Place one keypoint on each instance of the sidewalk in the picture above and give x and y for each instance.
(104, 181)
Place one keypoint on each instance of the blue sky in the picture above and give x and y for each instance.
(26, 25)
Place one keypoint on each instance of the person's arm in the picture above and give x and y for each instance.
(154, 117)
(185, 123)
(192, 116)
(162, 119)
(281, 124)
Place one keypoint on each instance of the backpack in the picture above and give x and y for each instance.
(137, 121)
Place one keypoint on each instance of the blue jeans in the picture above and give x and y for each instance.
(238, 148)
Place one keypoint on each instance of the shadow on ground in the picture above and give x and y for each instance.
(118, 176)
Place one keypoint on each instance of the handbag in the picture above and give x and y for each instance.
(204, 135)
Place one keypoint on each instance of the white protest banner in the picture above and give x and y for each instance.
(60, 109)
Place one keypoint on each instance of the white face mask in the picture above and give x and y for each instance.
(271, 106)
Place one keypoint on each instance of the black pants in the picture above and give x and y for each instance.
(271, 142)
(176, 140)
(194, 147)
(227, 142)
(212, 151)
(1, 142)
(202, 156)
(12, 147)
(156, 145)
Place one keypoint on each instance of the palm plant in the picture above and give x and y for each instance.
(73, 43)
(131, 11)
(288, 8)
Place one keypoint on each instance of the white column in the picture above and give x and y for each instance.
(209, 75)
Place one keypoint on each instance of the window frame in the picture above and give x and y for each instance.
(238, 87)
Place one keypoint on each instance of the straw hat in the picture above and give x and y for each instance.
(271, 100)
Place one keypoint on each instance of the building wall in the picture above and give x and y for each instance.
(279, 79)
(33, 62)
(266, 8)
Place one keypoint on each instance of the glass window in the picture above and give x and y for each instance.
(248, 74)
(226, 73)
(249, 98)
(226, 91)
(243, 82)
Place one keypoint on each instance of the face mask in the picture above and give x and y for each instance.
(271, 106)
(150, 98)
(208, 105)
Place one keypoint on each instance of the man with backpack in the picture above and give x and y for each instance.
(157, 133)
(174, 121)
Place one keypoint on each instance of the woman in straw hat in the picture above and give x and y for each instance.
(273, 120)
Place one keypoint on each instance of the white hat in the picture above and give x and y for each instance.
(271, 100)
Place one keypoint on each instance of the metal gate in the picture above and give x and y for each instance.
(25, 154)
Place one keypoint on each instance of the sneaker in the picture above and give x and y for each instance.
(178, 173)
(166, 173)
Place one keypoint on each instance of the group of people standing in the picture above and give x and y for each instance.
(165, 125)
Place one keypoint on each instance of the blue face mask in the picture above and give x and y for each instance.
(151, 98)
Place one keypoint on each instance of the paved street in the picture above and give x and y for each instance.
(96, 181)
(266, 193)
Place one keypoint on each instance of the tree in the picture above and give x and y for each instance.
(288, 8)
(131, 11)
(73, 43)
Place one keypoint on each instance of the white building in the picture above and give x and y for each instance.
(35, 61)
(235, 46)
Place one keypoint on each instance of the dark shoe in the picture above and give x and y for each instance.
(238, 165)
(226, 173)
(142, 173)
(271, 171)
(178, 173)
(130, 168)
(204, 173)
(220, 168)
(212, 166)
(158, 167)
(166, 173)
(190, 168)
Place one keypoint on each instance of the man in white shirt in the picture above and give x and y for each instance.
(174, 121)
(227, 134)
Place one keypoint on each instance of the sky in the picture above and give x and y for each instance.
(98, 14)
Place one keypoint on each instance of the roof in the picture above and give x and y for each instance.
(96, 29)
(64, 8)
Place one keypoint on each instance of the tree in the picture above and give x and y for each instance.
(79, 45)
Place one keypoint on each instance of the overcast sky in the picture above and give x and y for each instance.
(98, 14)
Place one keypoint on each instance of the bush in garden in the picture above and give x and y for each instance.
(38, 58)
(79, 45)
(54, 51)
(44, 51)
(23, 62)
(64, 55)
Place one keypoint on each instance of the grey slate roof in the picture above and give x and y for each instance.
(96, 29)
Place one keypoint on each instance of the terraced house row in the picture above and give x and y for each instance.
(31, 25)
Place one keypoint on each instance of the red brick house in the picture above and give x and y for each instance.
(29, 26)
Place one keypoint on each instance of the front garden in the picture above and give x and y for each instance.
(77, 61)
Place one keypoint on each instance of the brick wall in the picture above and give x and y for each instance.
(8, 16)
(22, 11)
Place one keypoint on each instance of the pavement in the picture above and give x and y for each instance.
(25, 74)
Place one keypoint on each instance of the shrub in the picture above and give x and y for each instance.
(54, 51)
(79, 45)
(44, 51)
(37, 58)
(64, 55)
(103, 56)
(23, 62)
※
> _Job_
Write out all the lines again, exactly as they are.

> _Result_
Place one keypoint on each instance of the sidewalk in the picture above and give x and y for each instance.
(104, 181)
Place one keypoint on each instance of the blue sky in the picture above and give x and y for each instance.
(26, 25)
Place one keypoint on each instance of the person's arm in the picture above and give x and y for each instance.
(154, 117)
(185, 123)
(192, 116)
(162, 119)
(281, 124)
Place one keypoint on each instance of the backpack in the picture above and give x and y for each instance.
(137, 121)
Place one keypoint on each instance of the blue jeans in the picture above and give x and y for each instance.
(238, 148)
Place one keypoint on each instance of the shadow on ground in the picture above and give x and y for each instance.
(118, 176)
Place one keypoint on each instance of the handbag in the picture above and give x and y for each instance.
(204, 135)
Place one keypoint on each instance of the white protest banner in the picture above and give x and y for each instance.
(60, 109)
Place one keypoint on each instance of the white face mask in the picture above and give x and y for each instance.
(271, 106)
Place one keypoint on each instance of the black pants in the picture above and give x and y for each instance.
(271, 142)
(176, 140)
(194, 147)
(227, 142)
(212, 151)
(1, 142)
(202, 156)
(12, 147)
(156, 145)
Place one keypoint on each instance of the palm plant in the picture above and give x and y for each instance.
(73, 43)
(131, 11)
(288, 8)
Place one keypoint on each instance of the white column in the picture above and give x and y for each instance.
(209, 75)
Place one keypoint on each instance of the window frame in the picture above and give x and y for each instance.
(238, 87)
Place one keypoint on each instance of the straw hat in the picture above and give x and y for each instance.
(271, 100)
Place one keypoint on each instance of the building wall in the picture above and give x and y for each instance.
(279, 79)
(33, 62)
(266, 8)
Place one keypoint on each instance of the glass window in the picture above and give x and y for each instance.
(248, 74)
(226, 73)
(249, 98)
(226, 91)
(243, 82)
Place one keypoint on each instance of the face mask in the picture above and give x and y for each instance.
(271, 106)
(150, 98)
(208, 105)
Place one keypoint on each instance of the man with backpack in the picture above and give x and y for each instance.
(157, 133)
(174, 121)
Place one keypoint on each instance of the woman in straw hat in the picture above and give x and y for each instance.
(273, 120)
Place one keypoint on each instance of the white hat in the picture above and give x and y for each instance.
(271, 100)
Place one keypoint on each instance of the metal gate in the picture above and give x and y for each instance.
(25, 154)
Place one keypoint on each instance of the sneaker in the picture above and give x and y for each instance.
(178, 173)
(166, 173)
Place one keypoint on each instance of the group of people standing in the picture above and give x and y for each instance.
(165, 125)
Place one keypoint on each instance of the blue face mask in the picture above and give x and y for each instance.
(151, 98)
Place one keypoint on each instance of the paved street in the picture above and give x and y for each instance.
(96, 181)
(266, 193)
Place one keypoint on each instance of the tree in the picture above and give x and y for each instance.
(288, 8)
(131, 11)
(73, 43)
Place one keypoint on each instance of the white building in the picture above and give x and y for each instance.
(35, 61)
(235, 46)
Place one keypoint on each instance of the dark shoe in the picture above and give x and y for each instance.
(238, 165)
(226, 173)
(142, 173)
(271, 171)
(178, 173)
(130, 168)
(204, 173)
(220, 168)
(212, 166)
(158, 167)
(166, 173)
(190, 168)
Place one keypoint on each instance of the man in white shirt in the picture above and give x and y for each instance.
(174, 121)
(227, 134)
Place one keypoint on each instance of the sky in the picture above and give x and y for each instance.
(98, 14)
Place one keypoint on each instance of the roof in the picture above and give x and y for each instance.
(96, 29)
(64, 8)
Place one keypoint on each instance of the tree in the picture above and give x and y for each instance.
(79, 45)
Place one keypoint on each instance of the overcast sky in the picture above and give x and y for each instance.
(98, 14)
Place one keypoint on each instance of the bush in garden in the picture above and give x and y for each instance.
(38, 58)
(79, 45)
(54, 51)
(44, 51)
(23, 62)
(64, 55)
Place one keypoint on each instance of the grey slate roof in the picture above and give x and y for each instance.
(96, 29)
Place one keypoint on each instance of the terraced house row in the picture above and give x and y for each instance.
(31, 25)
Place one keypoint on each instance of the red brick house in the picture above and give x and y for each instance.
(29, 26)
Place one keypoint on each instance of the front garden in the picture above and give x and y for each instance.
(77, 61)
Place one keypoint on each instance of the brick wall in the picture above and give x and y for each instance.
(8, 16)
(22, 11)
Place one keypoint on each instance of the pavement in the picture above and give x and y for each instance.
(25, 74)
Place one keypoint on each instance of the shrub in the picture above and give x and y for each instance.
(54, 51)
(79, 45)
(44, 51)
(37, 58)
(64, 55)
(103, 56)
(23, 62)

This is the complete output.